> _What the task requires_:
Without the pictures, copy the entries below word for word.

(Records provided begins)

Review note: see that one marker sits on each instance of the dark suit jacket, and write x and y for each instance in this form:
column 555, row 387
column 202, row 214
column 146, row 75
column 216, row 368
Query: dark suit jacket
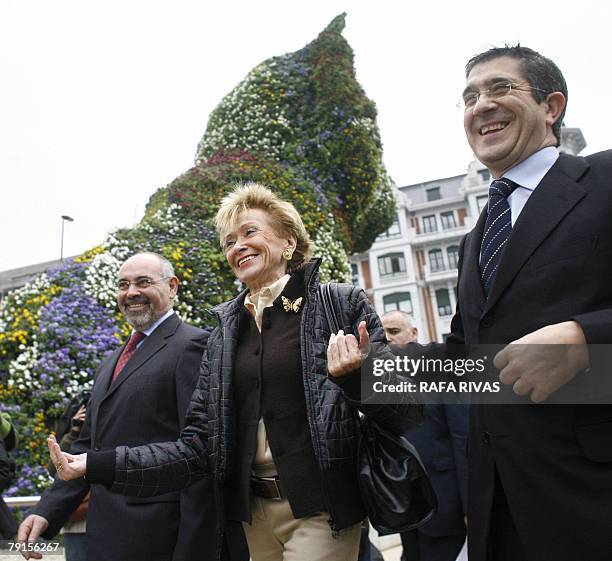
column 554, row 462
column 442, row 443
column 147, row 403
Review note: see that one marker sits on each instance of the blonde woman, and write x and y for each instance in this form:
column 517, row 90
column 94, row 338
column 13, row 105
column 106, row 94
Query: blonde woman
column 274, row 417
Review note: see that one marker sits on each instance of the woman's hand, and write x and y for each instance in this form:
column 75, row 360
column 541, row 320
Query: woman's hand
column 68, row 466
column 344, row 354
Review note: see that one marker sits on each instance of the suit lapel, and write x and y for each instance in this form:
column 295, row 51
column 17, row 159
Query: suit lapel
column 149, row 347
column 471, row 259
column 555, row 196
column 101, row 385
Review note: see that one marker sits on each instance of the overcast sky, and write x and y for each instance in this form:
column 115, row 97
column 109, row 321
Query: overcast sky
column 102, row 103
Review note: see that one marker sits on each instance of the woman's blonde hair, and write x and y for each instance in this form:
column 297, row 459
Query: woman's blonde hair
column 284, row 217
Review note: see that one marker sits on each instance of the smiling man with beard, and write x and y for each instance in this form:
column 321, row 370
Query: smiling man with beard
column 141, row 393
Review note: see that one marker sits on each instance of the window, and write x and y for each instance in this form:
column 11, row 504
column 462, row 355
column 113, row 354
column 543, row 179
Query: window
column 481, row 202
column 436, row 260
column 391, row 264
column 443, row 300
column 433, row 194
column 453, row 256
column 394, row 230
column 397, row 301
column 448, row 220
column 430, row 224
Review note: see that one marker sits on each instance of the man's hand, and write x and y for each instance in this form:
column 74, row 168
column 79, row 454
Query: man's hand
column 30, row 530
column 344, row 354
column 543, row 369
column 68, row 466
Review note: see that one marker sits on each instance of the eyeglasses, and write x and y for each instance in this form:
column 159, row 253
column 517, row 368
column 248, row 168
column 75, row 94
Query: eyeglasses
column 496, row 91
column 140, row 283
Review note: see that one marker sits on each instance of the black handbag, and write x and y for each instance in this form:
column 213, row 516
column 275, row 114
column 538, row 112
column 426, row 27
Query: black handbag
column 394, row 486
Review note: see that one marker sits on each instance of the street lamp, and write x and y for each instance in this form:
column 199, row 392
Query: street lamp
column 64, row 219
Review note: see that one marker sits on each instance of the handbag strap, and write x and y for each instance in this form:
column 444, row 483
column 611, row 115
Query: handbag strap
column 328, row 308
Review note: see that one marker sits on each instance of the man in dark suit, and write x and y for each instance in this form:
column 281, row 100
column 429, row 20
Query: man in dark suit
column 536, row 269
column 140, row 395
column 441, row 442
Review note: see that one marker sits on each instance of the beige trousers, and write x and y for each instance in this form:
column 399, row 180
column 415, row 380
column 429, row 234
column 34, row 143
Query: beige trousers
column 275, row 535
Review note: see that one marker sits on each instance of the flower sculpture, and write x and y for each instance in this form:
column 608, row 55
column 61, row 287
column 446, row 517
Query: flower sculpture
column 299, row 123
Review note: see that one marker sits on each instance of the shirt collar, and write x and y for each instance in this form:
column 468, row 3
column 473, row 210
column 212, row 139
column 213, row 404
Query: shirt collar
column 150, row 330
column 530, row 172
column 271, row 292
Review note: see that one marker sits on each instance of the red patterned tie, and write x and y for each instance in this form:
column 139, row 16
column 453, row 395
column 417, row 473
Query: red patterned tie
column 127, row 353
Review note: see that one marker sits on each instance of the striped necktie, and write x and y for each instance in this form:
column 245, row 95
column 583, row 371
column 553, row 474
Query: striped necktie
column 127, row 353
column 496, row 231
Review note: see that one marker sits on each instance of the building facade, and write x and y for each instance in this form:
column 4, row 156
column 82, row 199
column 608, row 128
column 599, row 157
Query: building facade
column 413, row 265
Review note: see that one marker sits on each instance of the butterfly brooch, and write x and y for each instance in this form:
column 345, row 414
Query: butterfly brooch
column 292, row 305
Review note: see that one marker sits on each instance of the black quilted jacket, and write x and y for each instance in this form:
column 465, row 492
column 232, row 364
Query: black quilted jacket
column 206, row 444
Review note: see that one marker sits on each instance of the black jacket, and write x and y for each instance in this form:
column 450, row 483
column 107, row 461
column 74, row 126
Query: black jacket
column 146, row 403
column 206, row 446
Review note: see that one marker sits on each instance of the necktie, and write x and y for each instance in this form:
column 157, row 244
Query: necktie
column 497, row 229
column 127, row 353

(Records provided ends)

> _Response to the exercise_:
Review note: see that one marker sits on each instance of the dark suit jacket, and write x and y for each instance in this form:
column 555, row 387
column 202, row 214
column 146, row 75
column 216, row 368
Query: dark suit jacket
column 554, row 462
column 442, row 443
column 147, row 403
Review note: see that one marker sits on each instance of the blonde woman, and write x and y for each instance in this form:
column 517, row 90
column 94, row 338
column 13, row 105
column 106, row 94
Query: blonde woman
column 274, row 417
Review note: see that one marker sits on each instance of the woman's hand, and write x and y for each instance in this form:
column 75, row 360
column 541, row 320
Query: woman's hand
column 68, row 466
column 344, row 354
Review note: see that one marker sits on each instance of the suit lapel, and write x and y for each instance in this form:
column 295, row 51
column 17, row 159
Query: suit lapel
column 149, row 347
column 471, row 259
column 555, row 196
column 101, row 385
Review note: see that one marker sits on each instance of the overcast sky, and write x and y for each instance in this form:
column 115, row 97
column 109, row 321
Query: overcast sky
column 102, row 103
Review note: see that one marker sits on each instance of the woman's blonde hair, and write x and y for each instance in this form:
column 297, row 459
Query: woman's blonde hair
column 284, row 217
Review note: see that one marker sits on each instance of the smiling man with beard, and write x and y for each instance in this form:
column 321, row 370
Query: smiling man with beard
column 141, row 393
Review note: see that one marker sits on each instance of the window, and write x and y for each instance in this form:
column 11, row 504
column 462, row 355
column 113, row 354
column 543, row 179
Query: window
column 481, row 202
column 436, row 260
column 391, row 264
column 443, row 300
column 433, row 194
column 453, row 256
column 394, row 230
column 397, row 301
column 448, row 220
column 430, row 224
Review note: see that one marker sits on each instance of the man's hand, and write x and y for each instance in this form:
column 74, row 168
column 79, row 454
Query: man's hand
column 30, row 530
column 344, row 354
column 543, row 369
column 68, row 466
Review note: see that one marker sits on each instance of the eyeglasses, and write x and y for each instance in this form:
column 159, row 253
column 517, row 368
column 248, row 168
column 75, row 94
Query: eyeglasses
column 496, row 91
column 140, row 283
Review note: see that one marker sits on each instance of the black handbag, and write x and y for each instance in this form:
column 213, row 516
column 275, row 114
column 538, row 112
column 426, row 27
Query: black handbag
column 394, row 486
Review note: see that one marker sits on each instance of the street lamp, and write x and y for each instance in this form:
column 199, row 392
Query: street lamp
column 64, row 219
Review note: see that one marker sits on each instance of the handbag strap, and write x and y for each instance in this form:
column 444, row 483
column 611, row 115
Query: handbag strap
column 328, row 308
Review note: see that one marker sits on each instance of the man in dark suit, and write x and y for each instance in this form:
column 281, row 100
column 429, row 20
Query: man in dark suit
column 536, row 269
column 140, row 395
column 441, row 442
Review note: see that one marker sits on each instance of the beige trousers, and write x and y for each instance in this form:
column 399, row 180
column 415, row 380
column 429, row 234
column 34, row 143
Query: beige trousers
column 275, row 535
Review note: see that one marker sits on each instance of the flower sculpture, and write x and y for each instance in this form:
column 608, row 55
column 61, row 287
column 446, row 517
Query: flower sculpture
column 299, row 123
Review note: see that one marker sits on each instance of the shirt collar, and write x and y for each instance in this form:
column 468, row 3
column 473, row 210
column 212, row 139
column 213, row 404
Query: shirt collar
column 150, row 330
column 530, row 172
column 271, row 292
Review note: see that one marker sits on each instance of the red patterned tie, and write x and y for each instance in this form:
column 139, row 16
column 453, row 395
column 417, row 473
Query: red patterned tie
column 127, row 353
Review note: see that one marker sits on each instance of the striped necktie, and write x and y for each instance in this form:
column 245, row 95
column 583, row 371
column 553, row 474
Query: striped necktie
column 127, row 353
column 496, row 231
Review note: see that one marker sits on each instance of the building facade, and write x and y for each instance in this form:
column 4, row 156
column 82, row 199
column 608, row 128
column 599, row 157
Query: building facade
column 413, row 265
Review note: see that one marker sits on each instance of the butterfly brooch, and write x and y for each instance in this form:
column 345, row 414
Query: butterfly brooch
column 292, row 305
Review note: see that one marker sits on each instance of the black quilted jacket, and write x and y for each instance in this form:
column 465, row 492
column 232, row 364
Query: black quilted jacket
column 206, row 444
Review note: see that one marker sits on each instance of the black jacket, and write x and y for each instance in this form:
column 450, row 483
column 107, row 461
column 74, row 126
Query: black jacket
column 146, row 403
column 206, row 446
Review note: see that one marker sits on each instance of the necktie, and write x and y for each instance in this form:
column 157, row 244
Query: necktie
column 497, row 229
column 127, row 353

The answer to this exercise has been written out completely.